## 元の文章
☆ ☆ ☆ ☆ ☆

それから、教材の在り方で保健のところに関して、「教科書も含めた教材の工夫」という表現で、良いと思う。ICT機器について、もう少し表現を整理するとさらによくなると思う。
必要な条件整備について、「研修の充実」ということは是非書いてほしい。保健体育教師の保健に関する研修というのが、企画し、募集しても、なかなか参加されないような実態があるようなので、そのことの改善も含め、「研修の充実」という文言を是非入れてほしい。
また、指導方法等を履修することができるように改善することについて、保健内容、方法論等に位置付けるなど、履修することができるような改善、もう一つ、教育実習でなかなか保健の授業の実習ができない状況にある。条件的なところもあるが、教育実習で保健を経験しないで保健体育教師になって、良い授業というのは難しい。経験することの意義というのがデータ的にも出ているので、是非教育実習での指導を充実することが必要という文言が入るような文章の工夫望まれる。
最後に、「他教科」等いう表現には、「等」を入れていかないといけない。

○  指導方法の不断の見直しということで、深い学び、対話的な学び、主体的な学びということで出ている。対話的な学び、主体的な学びというのはとても分かりやすいが、この深い学びの過程については、どのくらいの学びの質の高まりを「深い」とするのか、どこをもって、何を持って「深い学び」と捉えるのか、現場としては分かりづらい部分があると感じた。

○  個に応じた学習の充実のところで、やはり支援が必要な子供たちにはきちんと指導もしたいし、できるようにさせたいという気持ちがある。しかし、きめ細やかな指導をするためには先生方の研修も必要あり、もし可能であれば支援者も十分に確保するということが大事だと思う。小中、中高とか、幼小とかの連携というのをよく聞かれるが、特別支援学校のように特化した学校との交流や研修も深められたら、より現場の先生たちは自分のこととして捉え、自分が関わったときに何かできるではないかと感じた。

○  教員養成について、根本的に学習指導要領そのものの趣旨や内容についてしっかり伝えていくとか、指導していくことがまず前提にあるので、学習指導要領自体をしっかりと教員養成の中で扱っていくということを付記すれば良いと思う。

☆ ☆ ☆ ☆ ☆

自然言語による物体位置特定データ
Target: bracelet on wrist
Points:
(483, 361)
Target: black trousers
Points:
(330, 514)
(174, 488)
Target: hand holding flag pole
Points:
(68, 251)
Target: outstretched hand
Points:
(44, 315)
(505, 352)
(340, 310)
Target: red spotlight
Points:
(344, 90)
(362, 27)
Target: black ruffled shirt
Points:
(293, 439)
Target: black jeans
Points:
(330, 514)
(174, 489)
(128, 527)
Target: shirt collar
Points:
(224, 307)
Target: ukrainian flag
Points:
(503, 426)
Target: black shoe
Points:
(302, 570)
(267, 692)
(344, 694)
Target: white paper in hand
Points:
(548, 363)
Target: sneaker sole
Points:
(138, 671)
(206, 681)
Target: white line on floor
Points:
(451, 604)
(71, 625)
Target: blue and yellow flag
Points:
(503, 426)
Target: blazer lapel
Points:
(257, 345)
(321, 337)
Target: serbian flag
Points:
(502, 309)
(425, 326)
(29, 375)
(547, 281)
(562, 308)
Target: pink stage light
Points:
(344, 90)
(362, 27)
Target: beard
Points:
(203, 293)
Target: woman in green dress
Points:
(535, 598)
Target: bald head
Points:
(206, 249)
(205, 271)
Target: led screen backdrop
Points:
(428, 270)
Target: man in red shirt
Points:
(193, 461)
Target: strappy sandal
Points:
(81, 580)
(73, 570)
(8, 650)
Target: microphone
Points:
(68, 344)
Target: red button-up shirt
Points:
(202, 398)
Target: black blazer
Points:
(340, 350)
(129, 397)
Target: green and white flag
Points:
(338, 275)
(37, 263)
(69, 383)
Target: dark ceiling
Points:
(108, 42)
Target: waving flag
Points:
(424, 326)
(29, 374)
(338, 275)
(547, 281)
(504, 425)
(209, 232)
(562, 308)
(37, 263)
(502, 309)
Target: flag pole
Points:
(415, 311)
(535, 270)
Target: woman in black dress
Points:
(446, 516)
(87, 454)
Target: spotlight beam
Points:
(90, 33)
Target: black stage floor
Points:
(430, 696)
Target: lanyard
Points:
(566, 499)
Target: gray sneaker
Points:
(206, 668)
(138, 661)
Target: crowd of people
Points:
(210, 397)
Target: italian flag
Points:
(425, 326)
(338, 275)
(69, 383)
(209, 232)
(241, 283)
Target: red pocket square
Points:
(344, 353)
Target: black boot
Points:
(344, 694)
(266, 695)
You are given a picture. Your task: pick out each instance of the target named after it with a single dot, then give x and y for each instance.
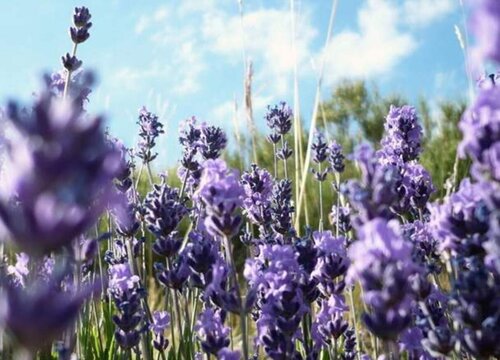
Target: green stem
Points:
(230, 259)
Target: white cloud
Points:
(424, 12)
(265, 36)
(375, 48)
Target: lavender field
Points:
(368, 230)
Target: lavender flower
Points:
(416, 187)
(276, 276)
(279, 118)
(402, 134)
(161, 321)
(332, 263)
(61, 169)
(341, 217)
(80, 32)
(19, 271)
(258, 187)
(461, 222)
(336, 157)
(38, 314)
(282, 208)
(164, 212)
(376, 193)
(125, 292)
(319, 148)
(381, 261)
(201, 254)
(70, 63)
(211, 332)
(480, 126)
(329, 323)
(221, 193)
(150, 129)
(213, 141)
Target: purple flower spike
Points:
(222, 194)
(213, 141)
(36, 316)
(61, 169)
(403, 134)
(150, 129)
(161, 321)
(382, 263)
(258, 187)
(212, 333)
(319, 148)
(279, 118)
(336, 157)
(480, 126)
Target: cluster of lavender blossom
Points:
(160, 273)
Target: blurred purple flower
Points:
(402, 134)
(38, 314)
(149, 130)
(211, 332)
(222, 194)
(161, 321)
(279, 118)
(480, 125)
(258, 187)
(61, 169)
(336, 157)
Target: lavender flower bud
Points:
(81, 16)
(81, 34)
(211, 332)
(149, 130)
(279, 118)
(213, 141)
(54, 144)
(71, 63)
(336, 157)
(319, 148)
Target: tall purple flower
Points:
(336, 157)
(402, 134)
(461, 222)
(279, 118)
(164, 212)
(376, 193)
(382, 263)
(125, 292)
(213, 141)
(276, 275)
(282, 208)
(415, 188)
(81, 19)
(38, 314)
(329, 323)
(61, 171)
(211, 332)
(161, 321)
(332, 262)
(480, 126)
(258, 187)
(222, 194)
(149, 130)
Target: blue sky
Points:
(184, 58)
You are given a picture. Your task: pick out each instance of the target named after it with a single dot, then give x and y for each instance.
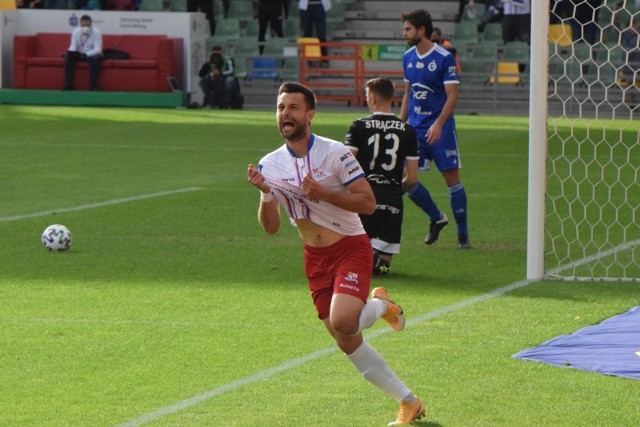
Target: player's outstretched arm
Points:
(268, 212)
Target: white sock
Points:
(371, 312)
(373, 367)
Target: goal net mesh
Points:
(592, 222)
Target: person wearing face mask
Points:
(86, 45)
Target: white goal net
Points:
(592, 217)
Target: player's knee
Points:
(381, 266)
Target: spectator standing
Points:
(322, 188)
(273, 13)
(430, 98)
(218, 80)
(436, 37)
(55, 4)
(630, 72)
(383, 144)
(516, 21)
(86, 45)
(206, 7)
(313, 13)
(30, 4)
(492, 13)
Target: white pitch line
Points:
(294, 363)
(99, 204)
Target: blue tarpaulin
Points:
(611, 347)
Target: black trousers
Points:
(94, 69)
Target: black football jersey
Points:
(383, 143)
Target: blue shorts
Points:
(443, 153)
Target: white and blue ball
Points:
(56, 237)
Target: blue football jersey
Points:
(427, 76)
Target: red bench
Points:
(38, 63)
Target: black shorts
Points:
(384, 227)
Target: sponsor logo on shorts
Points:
(352, 277)
(349, 286)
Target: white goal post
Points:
(584, 145)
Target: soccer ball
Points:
(56, 238)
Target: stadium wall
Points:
(191, 27)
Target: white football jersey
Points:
(331, 164)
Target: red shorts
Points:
(342, 268)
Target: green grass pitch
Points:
(174, 308)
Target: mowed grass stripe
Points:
(100, 204)
(294, 363)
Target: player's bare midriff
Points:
(316, 235)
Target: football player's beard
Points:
(413, 41)
(297, 132)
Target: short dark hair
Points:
(419, 18)
(295, 87)
(382, 87)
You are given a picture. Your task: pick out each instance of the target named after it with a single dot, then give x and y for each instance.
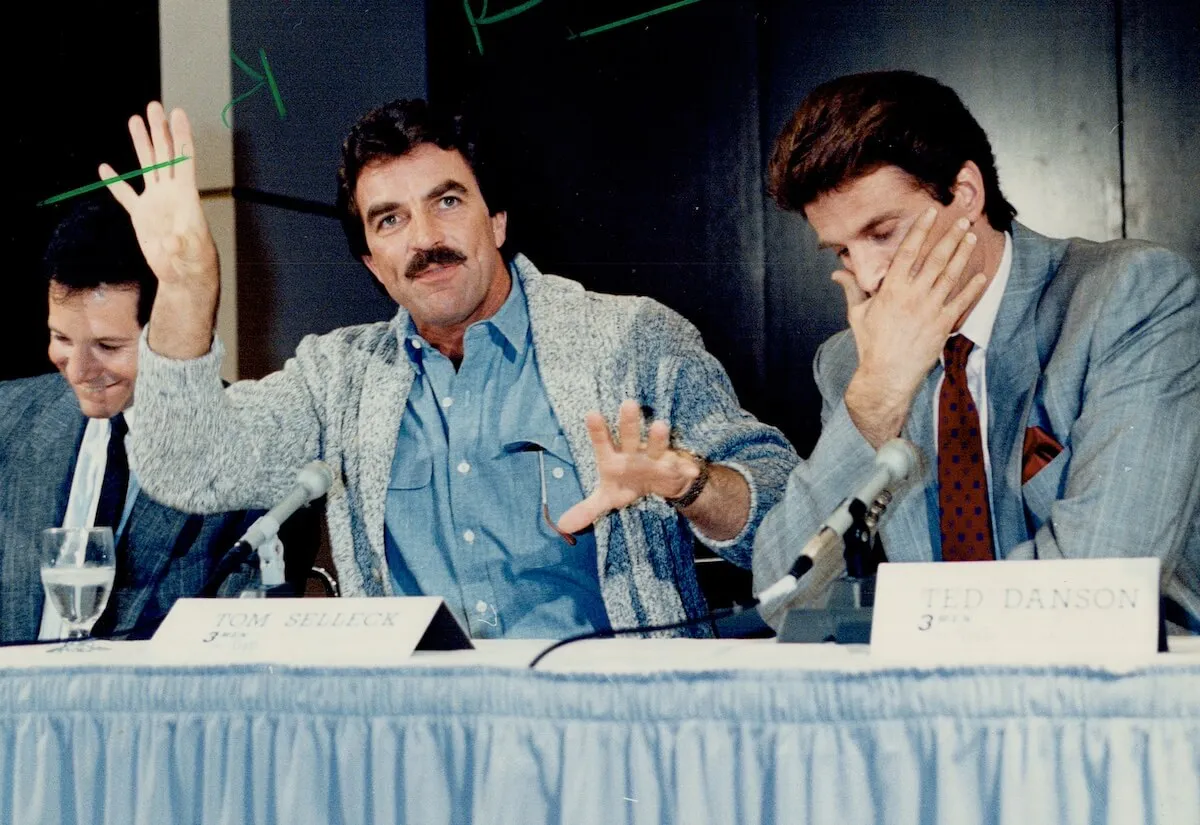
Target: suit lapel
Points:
(39, 500)
(388, 379)
(1013, 373)
(906, 531)
(565, 350)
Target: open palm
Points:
(631, 469)
(167, 217)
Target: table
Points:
(613, 732)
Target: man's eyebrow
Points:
(868, 228)
(445, 187)
(381, 209)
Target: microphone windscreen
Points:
(316, 477)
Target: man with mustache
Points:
(469, 435)
(1053, 384)
(63, 459)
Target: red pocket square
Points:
(1039, 450)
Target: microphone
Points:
(897, 464)
(312, 481)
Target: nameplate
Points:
(306, 631)
(1086, 610)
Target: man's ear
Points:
(969, 193)
(499, 228)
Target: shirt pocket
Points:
(1043, 489)
(412, 473)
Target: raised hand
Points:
(167, 216)
(173, 234)
(631, 468)
(901, 330)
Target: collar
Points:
(978, 324)
(511, 320)
(94, 427)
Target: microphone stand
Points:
(846, 616)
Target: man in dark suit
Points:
(61, 446)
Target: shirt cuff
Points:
(177, 377)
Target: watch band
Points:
(695, 488)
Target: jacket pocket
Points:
(1044, 488)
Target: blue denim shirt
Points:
(463, 515)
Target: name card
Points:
(306, 631)
(1075, 610)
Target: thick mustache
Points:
(425, 258)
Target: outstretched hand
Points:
(631, 468)
(167, 217)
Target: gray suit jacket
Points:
(163, 554)
(1098, 344)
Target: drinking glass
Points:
(78, 567)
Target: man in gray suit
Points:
(61, 445)
(1053, 384)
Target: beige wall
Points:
(196, 77)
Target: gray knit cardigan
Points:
(204, 449)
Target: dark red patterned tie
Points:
(961, 477)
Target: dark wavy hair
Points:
(396, 128)
(95, 246)
(851, 126)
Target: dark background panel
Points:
(634, 151)
(333, 61)
(70, 92)
(1161, 66)
(1041, 78)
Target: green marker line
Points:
(225, 112)
(99, 185)
(635, 18)
(244, 66)
(484, 19)
(275, 89)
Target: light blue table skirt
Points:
(225, 746)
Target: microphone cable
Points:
(708, 618)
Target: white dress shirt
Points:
(85, 485)
(977, 327)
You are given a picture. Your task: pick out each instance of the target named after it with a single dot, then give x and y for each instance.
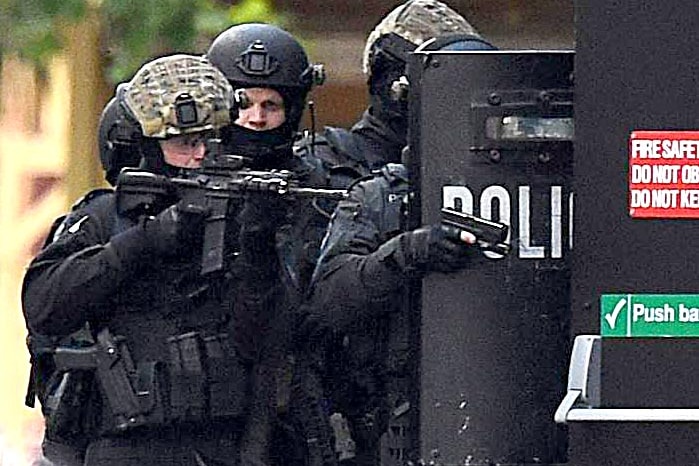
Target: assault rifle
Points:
(490, 235)
(222, 180)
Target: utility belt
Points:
(201, 379)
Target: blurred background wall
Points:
(51, 96)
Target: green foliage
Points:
(133, 31)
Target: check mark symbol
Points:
(611, 318)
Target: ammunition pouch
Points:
(202, 379)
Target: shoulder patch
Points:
(89, 197)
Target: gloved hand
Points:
(175, 230)
(262, 214)
(436, 248)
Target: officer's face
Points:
(186, 151)
(265, 111)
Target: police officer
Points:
(358, 310)
(380, 134)
(171, 381)
(116, 137)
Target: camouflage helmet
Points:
(177, 94)
(415, 21)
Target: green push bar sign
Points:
(649, 315)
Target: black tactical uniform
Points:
(165, 379)
(261, 56)
(358, 311)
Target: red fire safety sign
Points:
(664, 174)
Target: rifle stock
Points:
(222, 181)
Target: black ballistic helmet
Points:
(262, 55)
(117, 139)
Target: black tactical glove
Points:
(175, 230)
(435, 248)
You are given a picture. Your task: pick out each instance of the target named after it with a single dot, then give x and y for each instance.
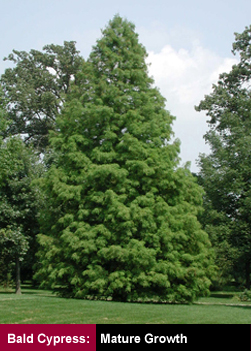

☆ ☆ ☆ ☆ ☆

## やること 1
学習指導についての意見のうち、「必要な条件整備について」で始まる段落を、主な内容を残して短く書き直してください。
## やること 2
学習指導についての意見を、最後の段落の後から書き進めてください。

## 答えの欄 1
必要な条件整備として、「研修の充実」をぜひ書き入れてほしい。保健体育教師向けの保健の研修は、企画して募集してもなかなか参加されない実態があるようなので、その改善も含めてこの文言を入れてほしい。

## 答えの欄 2
○  これから先、子供たち、いや、もっと人間が、どのように進化していくか、あるいは変化していきそうなのかということを頭の中に入れておく必要がある。したがってそのようなことを一緒にざっくばらんにいろいろ話し合ってみることが大事になってくると思う。生活環境がどんどん変わってきているから、これから先、随分変わっていくと思う。私たちが生きている今の感覚で子供の将来を考えていくというのは、それだけでは十分ではない時代になっていくと感じるのでそのような感覚も大事にしないといけないのではないだろうか。
併せて、オリンピック・パラリンピックについては、取組の様子を見ていると日本全国温度差がかなりあるという気がする。他県の教育長が集まって情報交換をしたときも、東京では、各学校に1校当り50万~30万円の予算をつけ、取組をはじめていると説明したら驚いていた。したがって、各都道府県がどのようにオリンピック・パラリンピック教育を進めようとしているのか、その辺のところをしっかり見極めた上で、どこにでも通用するような書き方が必要ではないだろうか。
それから、小学校においては体育を専門に研修している先生ばかりではなく、そうではない先生が圧倒的に多い。そういった状況の中で、指導内容や方法を理解して、こちらが期待するような授業ができるかというと、それは非常に難しいところがある。小学校の体育は、これから先新しい授業の構成の仕方や指導方法などについて広く研修する機会を設ける必要があると感じた。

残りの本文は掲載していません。